Passage provided:
Ten years ago, illiteracy was a big problem in West Dunbartonshire. Now, thanks to one man, help is at hand. Can his approach to the teaching of reading bring results in England?

By Claire Smith
Thursday, 8 March 2007

On the north bank of the Clyde, just a few miles from Britain's nuclear-submarine base, rows of grey, crumbling low-rise flats represent a part of Scotland scarred by poverty: West Dunbartonshire. In 1997, 28 per cent of children who graduated from West Dunbartonshire's primary schools were functionally illiterate - which means they have a reading age of less than nine years - and further studies confirmed that they were likely to leave secondary school in the same state. Handed down from generation to generation was a "what's it ever done for me?" attitude to education, and, to those looking in, poverty had become an excuse for failure. Now all that has begun to change.

Ten years ago, Tommy MacKay, a respected local child psychologist who enjoys "messy, real-world research", set West Dunbartonshire a goal that many believed unachievable: to eradicate illiteracy by 2007. "We tend to accept quite high levels of failure and tend to use poverty as an excuse for failure," says MacKay. "Our position was to challenge that. If it's because of poor attitudes, unacceptable values about whether education is a good thing, then we have to change that".

Over the past 10 years the region has individually assessed 60,000 pupils. In 2006, West Dunbartonshire recorded 96 per cent literacy, and is on track to achieve 100 per cent by the end of this school year. The same cannot be said for the rest of Britain. Every year 100,000 pupils leave school functionally illiterate. How has MacKay done it? And can others hope to follow?

His approach is two-pronged. On the one hand he recommended a new kind of teaching method - synthetic or "jolly" phonics - the same method now being rolled out across England on the recommendation of the Rose review. In this programme, children are taught to pronounce the 44 individual sounds (24 letters and 20 phonemes such as "ae-" and "ai-") that make up the English language. Soon afterwards they begin to blend them to form words. Dorothy Craig, a primary teacher at Kilbowie Primary in West Dunbartonshire, believes that this has made all the difference: "Getting them to blend early is definitely helping. I would say I felt a little bit less hopeful for the kids before, but this has given me a lot more optimism as a teacher."

Dataset rows:
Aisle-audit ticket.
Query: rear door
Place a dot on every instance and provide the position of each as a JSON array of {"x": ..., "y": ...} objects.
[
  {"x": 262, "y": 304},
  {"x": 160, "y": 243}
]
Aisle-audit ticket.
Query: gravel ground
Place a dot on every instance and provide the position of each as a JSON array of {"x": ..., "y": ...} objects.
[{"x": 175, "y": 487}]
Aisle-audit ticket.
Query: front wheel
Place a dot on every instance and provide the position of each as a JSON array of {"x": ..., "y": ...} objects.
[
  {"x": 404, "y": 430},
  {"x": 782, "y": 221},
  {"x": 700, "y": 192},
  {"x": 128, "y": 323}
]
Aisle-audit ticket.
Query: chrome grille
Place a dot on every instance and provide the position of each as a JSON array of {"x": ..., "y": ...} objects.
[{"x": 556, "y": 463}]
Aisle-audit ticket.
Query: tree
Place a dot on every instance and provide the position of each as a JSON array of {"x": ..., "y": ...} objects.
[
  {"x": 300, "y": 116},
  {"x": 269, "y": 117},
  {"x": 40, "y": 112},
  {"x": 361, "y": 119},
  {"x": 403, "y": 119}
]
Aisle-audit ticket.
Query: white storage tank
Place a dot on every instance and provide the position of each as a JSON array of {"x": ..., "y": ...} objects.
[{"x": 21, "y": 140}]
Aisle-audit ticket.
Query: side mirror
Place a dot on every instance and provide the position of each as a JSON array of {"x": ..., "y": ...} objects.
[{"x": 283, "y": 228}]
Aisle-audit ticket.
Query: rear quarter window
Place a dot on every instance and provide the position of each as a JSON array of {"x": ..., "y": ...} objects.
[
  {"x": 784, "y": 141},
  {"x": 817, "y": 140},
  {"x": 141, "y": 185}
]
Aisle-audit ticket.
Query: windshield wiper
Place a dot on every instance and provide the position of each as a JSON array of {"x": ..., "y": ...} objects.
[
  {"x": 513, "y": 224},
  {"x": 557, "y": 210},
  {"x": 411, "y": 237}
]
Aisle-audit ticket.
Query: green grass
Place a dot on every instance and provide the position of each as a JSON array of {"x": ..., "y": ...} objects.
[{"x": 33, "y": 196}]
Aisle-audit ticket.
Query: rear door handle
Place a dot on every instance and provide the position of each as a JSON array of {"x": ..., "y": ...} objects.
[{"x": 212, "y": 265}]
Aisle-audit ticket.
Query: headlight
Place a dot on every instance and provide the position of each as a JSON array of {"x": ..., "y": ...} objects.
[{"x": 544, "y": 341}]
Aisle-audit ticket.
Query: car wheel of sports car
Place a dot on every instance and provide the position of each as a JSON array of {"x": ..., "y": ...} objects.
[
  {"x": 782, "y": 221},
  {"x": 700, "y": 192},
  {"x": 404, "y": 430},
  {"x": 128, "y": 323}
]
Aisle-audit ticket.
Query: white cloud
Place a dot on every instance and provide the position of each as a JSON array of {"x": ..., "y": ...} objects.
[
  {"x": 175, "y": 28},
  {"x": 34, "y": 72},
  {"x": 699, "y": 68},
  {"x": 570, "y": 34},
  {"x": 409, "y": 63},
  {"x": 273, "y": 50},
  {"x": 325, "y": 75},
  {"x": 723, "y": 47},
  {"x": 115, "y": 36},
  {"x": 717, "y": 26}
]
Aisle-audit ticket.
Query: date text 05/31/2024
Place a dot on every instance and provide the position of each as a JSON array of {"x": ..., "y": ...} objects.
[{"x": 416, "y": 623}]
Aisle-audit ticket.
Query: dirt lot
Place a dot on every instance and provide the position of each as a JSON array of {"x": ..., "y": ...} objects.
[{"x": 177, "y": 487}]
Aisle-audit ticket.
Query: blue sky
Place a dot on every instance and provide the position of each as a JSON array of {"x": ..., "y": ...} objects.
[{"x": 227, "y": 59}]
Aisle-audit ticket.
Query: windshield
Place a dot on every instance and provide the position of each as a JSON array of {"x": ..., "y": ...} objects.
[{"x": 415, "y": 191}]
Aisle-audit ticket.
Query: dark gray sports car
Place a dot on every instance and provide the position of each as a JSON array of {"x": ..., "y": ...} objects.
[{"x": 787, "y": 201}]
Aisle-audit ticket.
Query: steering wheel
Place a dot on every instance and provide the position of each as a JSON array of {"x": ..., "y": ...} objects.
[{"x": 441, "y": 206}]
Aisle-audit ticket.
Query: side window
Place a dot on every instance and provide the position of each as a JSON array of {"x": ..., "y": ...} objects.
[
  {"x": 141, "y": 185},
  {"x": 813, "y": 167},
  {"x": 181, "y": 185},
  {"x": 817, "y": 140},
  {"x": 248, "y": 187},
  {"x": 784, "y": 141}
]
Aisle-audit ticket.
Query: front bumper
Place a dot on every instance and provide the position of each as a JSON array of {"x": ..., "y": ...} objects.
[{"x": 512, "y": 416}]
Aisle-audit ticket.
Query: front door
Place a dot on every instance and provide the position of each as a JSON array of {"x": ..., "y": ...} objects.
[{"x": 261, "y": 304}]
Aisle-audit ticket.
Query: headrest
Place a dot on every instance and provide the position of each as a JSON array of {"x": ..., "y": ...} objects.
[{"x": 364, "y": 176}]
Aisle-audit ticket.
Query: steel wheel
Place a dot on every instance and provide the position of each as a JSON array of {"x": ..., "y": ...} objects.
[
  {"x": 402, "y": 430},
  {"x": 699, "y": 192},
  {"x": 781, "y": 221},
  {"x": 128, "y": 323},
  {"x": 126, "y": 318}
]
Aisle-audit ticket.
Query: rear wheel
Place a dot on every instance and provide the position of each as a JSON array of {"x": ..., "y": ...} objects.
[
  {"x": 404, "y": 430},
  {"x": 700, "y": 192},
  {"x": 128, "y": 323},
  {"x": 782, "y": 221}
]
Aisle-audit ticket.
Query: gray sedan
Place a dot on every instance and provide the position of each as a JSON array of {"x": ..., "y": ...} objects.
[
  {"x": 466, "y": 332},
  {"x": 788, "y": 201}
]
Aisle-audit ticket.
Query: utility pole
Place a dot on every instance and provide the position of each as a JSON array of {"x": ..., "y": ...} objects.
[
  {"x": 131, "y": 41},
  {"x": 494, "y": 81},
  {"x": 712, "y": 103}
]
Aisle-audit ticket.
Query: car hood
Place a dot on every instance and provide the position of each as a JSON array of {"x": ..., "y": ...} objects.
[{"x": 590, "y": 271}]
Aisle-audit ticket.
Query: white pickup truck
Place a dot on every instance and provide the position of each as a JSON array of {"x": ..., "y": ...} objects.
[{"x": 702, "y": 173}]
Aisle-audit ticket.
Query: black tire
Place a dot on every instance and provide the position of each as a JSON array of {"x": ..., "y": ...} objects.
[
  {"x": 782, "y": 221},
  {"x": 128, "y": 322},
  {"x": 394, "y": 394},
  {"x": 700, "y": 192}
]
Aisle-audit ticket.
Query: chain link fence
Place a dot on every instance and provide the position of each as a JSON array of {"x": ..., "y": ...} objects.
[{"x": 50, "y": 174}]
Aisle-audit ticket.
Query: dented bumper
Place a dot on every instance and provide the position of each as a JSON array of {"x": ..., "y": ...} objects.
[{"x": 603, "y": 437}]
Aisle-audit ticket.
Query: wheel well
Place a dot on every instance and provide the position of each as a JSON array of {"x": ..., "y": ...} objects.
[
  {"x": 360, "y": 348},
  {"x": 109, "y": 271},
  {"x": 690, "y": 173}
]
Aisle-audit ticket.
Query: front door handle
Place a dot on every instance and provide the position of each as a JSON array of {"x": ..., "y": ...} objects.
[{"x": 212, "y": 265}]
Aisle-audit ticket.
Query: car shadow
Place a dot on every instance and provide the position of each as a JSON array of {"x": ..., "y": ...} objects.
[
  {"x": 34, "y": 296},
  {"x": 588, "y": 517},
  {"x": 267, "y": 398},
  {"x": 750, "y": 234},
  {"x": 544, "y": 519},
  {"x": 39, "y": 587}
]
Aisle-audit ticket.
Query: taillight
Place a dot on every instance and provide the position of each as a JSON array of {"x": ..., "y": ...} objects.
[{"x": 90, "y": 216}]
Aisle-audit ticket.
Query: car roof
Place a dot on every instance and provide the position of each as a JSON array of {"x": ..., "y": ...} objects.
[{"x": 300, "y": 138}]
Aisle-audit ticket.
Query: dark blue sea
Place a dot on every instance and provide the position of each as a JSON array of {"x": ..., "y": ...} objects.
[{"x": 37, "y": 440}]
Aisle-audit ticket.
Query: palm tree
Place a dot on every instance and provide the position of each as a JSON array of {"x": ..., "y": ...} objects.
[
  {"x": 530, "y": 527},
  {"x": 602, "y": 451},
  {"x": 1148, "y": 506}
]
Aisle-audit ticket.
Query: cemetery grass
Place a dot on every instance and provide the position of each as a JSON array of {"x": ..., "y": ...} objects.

Task brief: Copy the article on literacy in West Dunbartonshire from "Ten years ago, illiteracy" up to and including "results in England?", changing "problem" to "concern". The records have no connection to the article on literacy in West Dunbartonshire.

Response for this exercise:
Ten years ago, illiteracy was a big concern in West Dunbartonshire. Now, thanks to one man, help is at hand. Can his approach to the teaching of reading bring results in England?